AIM: Please print exactly the lines running from the one that contains "One point per instance, each like (688, 140)." to the end of the data, with both lines included.

SUPPLIED RECORDS:
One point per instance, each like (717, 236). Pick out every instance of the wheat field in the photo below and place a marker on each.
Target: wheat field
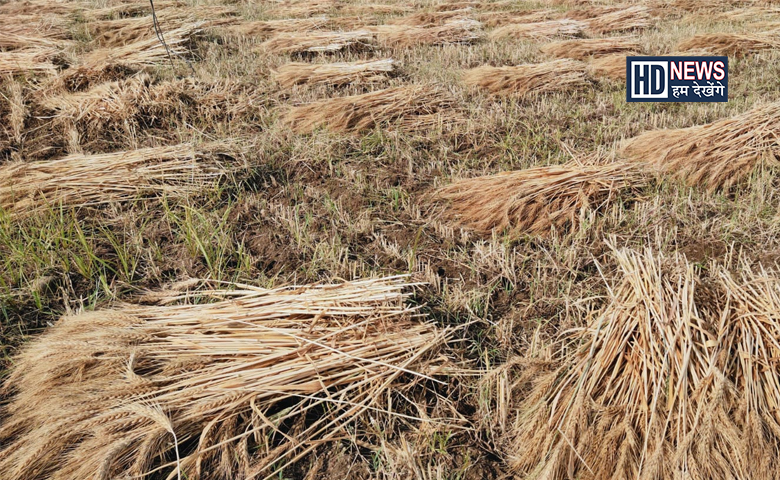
(385, 239)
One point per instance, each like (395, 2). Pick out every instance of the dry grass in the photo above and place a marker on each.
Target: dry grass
(581, 49)
(112, 63)
(337, 74)
(631, 18)
(497, 19)
(37, 60)
(463, 31)
(713, 156)
(89, 180)
(530, 79)
(535, 201)
(428, 19)
(731, 43)
(317, 42)
(363, 112)
(609, 66)
(540, 30)
(234, 389)
(674, 377)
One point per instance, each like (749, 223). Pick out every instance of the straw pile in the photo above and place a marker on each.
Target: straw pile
(461, 31)
(609, 66)
(676, 377)
(240, 388)
(264, 29)
(35, 60)
(731, 43)
(363, 112)
(317, 42)
(529, 79)
(427, 19)
(631, 18)
(713, 156)
(540, 30)
(581, 49)
(106, 64)
(89, 180)
(497, 19)
(535, 201)
(337, 74)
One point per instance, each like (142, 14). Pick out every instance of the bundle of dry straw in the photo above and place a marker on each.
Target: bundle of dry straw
(240, 388)
(460, 31)
(631, 18)
(89, 180)
(530, 79)
(363, 112)
(731, 43)
(108, 63)
(317, 42)
(535, 201)
(540, 30)
(581, 49)
(341, 73)
(676, 377)
(713, 156)
(610, 66)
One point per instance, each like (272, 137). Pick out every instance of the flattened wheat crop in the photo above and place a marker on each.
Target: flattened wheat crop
(89, 180)
(363, 112)
(581, 49)
(713, 156)
(339, 73)
(731, 43)
(537, 200)
(239, 388)
(530, 79)
(674, 376)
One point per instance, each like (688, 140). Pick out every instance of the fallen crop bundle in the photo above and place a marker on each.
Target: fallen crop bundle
(731, 43)
(341, 73)
(537, 200)
(363, 112)
(530, 79)
(264, 29)
(35, 60)
(426, 19)
(317, 42)
(713, 156)
(581, 49)
(460, 31)
(540, 30)
(610, 66)
(499, 18)
(675, 377)
(631, 18)
(240, 388)
(104, 115)
(107, 64)
(88, 180)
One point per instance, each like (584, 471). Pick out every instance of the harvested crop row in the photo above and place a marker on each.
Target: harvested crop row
(240, 388)
(535, 201)
(363, 112)
(337, 74)
(713, 156)
(540, 30)
(89, 180)
(675, 376)
(581, 49)
(731, 43)
(317, 42)
(530, 79)
(461, 31)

SOLVED EXERCISE:
One point per instance, each like (688, 140). Pick out every instance of the fallen crop bundle in the photo above and place a marker on each.
Target: fallen crop bundle
(731, 43)
(341, 73)
(537, 200)
(363, 112)
(530, 79)
(264, 29)
(35, 60)
(426, 19)
(317, 42)
(713, 156)
(581, 49)
(460, 31)
(540, 30)
(610, 66)
(499, 18)
(675, 377)
(631, 18)
(240, 388)
(104, 115)
(107, 64)
(88, 180)
One point per instance, each like (584, 471). Pick out every instance of the harvested crop row in the photo above and place a marker on each.
Target: harvested crop row
(240, 388)
(535, 201)
(363, 112)
(337, 74)
(713, 156)
(540, 30)
(89, 180)
(675, 376)
(581, 49)
(731, 43)
(317, 42)
(530, 79)
(461, 31)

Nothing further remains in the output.